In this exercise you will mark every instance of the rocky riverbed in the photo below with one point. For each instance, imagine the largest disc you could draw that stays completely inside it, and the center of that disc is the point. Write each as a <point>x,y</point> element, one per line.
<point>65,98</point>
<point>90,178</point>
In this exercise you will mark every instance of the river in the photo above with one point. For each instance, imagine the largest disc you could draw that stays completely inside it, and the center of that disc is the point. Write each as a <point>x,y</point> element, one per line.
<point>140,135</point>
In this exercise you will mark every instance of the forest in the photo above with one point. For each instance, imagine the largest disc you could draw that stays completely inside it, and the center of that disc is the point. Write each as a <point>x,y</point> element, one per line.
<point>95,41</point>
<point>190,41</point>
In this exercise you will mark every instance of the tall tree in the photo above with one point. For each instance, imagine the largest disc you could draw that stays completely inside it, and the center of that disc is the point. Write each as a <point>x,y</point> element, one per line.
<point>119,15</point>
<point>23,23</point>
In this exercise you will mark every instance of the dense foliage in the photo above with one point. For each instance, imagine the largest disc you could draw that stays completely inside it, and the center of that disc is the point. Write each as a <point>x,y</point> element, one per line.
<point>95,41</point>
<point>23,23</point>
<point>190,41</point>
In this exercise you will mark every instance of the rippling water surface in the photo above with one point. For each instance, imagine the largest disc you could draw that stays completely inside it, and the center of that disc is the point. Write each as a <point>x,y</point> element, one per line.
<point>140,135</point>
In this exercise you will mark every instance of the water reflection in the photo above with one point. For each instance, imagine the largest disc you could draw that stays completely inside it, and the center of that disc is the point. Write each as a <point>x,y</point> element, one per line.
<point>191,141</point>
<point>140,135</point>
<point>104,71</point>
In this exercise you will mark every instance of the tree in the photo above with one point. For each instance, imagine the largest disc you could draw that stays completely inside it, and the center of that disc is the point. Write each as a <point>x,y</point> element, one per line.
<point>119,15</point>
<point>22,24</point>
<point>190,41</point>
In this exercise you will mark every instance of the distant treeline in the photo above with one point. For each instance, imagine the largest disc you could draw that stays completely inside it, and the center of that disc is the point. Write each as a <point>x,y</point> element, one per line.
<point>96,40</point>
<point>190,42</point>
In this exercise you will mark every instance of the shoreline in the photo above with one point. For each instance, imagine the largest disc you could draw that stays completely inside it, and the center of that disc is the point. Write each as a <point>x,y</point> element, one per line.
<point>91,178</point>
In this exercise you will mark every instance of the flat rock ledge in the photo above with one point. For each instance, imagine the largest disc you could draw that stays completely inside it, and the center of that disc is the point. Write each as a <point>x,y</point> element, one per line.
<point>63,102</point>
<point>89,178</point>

▶ [To be done] Copy every item above word for word, reproducing each line without any change.

▶ [The reply]
In this exercise you will mark every instance of the rocky riverbed in the photo below with one point. For each instance, imagine the largest disc you could draw that stays completely inside it, and the center of that disc is the point. Write each as a <point>x,y</point> element, one per line.
<point>65,98</point>
<point>90,178</point>
In this exercise you will mark every instance of the river in the photo above with one point. For each instance, imagine the largest disc you could draw that stays completely inside it, and the center of that disc is the point. Write each as a <point>x,y</point> element, one per line.
<point>140,135</point>
In this exercise you will mark every instance of the forest in the photo above with one point. For each instance, imagine the largest disc you could draw that stays completely inside it, and the center of that disc is the point. Write each as a <point>x,y</point> element, one per line.
<point>95,41</point>
<point>190,41</point>
In this exercise you will mark every instance of the tall tree in the photo above with one point. For each instance, imagine the largest disc you could draw that stays completely inside it, and the center of that disc is the point. Write each as a <point>x,y</point> element, one per line.
<point>119,15</point>
<point>23,23</point>
In this exercise you will mark every instance of the dense foliage in the photo above with one point. For each instance, imagine the largest disc you could draw that stays completely inside it, and the center of that disc is the point. Write each as a <point>x,y</point> element, one per line.
<point>95,41</point>
<point>23,23</point>
<point>190,41</point>
In this exercise you will mark every instance of the rippling water surface in the photo above with one point. For each instance, imagine the largest disc you could draw that stays completely inside it, and the center of that disc is the point. Write each as a <point>x,y</point> element, one per line.
<point>140,135</point>
In this exercise you will mark every instance of the water reflection in the photo above with one point. For each instance, imagine the largest disc you could draw that stays completely inside it, and the center of that disc is the point. Write each as a <point>x,y</point> element, one per line.
<point>191,141</point>
<point>140,135</point>
<point>104,71</point>
In this exercise you will mark every instance of the tree in the photo above with one point. For each instance, imagine the largest disc you could draw that stays completely inside it, and the center of that disc is the point. Write each as a <point>x,y</point> element, one per line.
<point>119,15</point>
<point>22,24</point>
<point>190,41</point>
In this exercise you will mark every instance of the distant treeline in the photo above with one point. For each instance, imagine the largest disc you could draw that stays completely inside it, and the center of that disc is the point. Write each as a <point>x,y</point> element, one per line.
<point>96,40</point>
<point>190,42</point>
In this exercise you will mark every instance of the shoreline in the photo above with one point. For each instance, imagine the largest disc you could draw that stays completely inside it, and the center of that disc is the point. Write each as a <point>x,y</point> element, one per line.
<point>91,178</point>
In this exercise you will mark every instance of the flat rock ledge in the photo above with one point. For each instance, imagine the largest disc you could draw that stays completely inside it, and the center of that disc is the point. Write each as a <point>x,y</point> element, one per line.
<point>63,102</point>
<point>89,178</point>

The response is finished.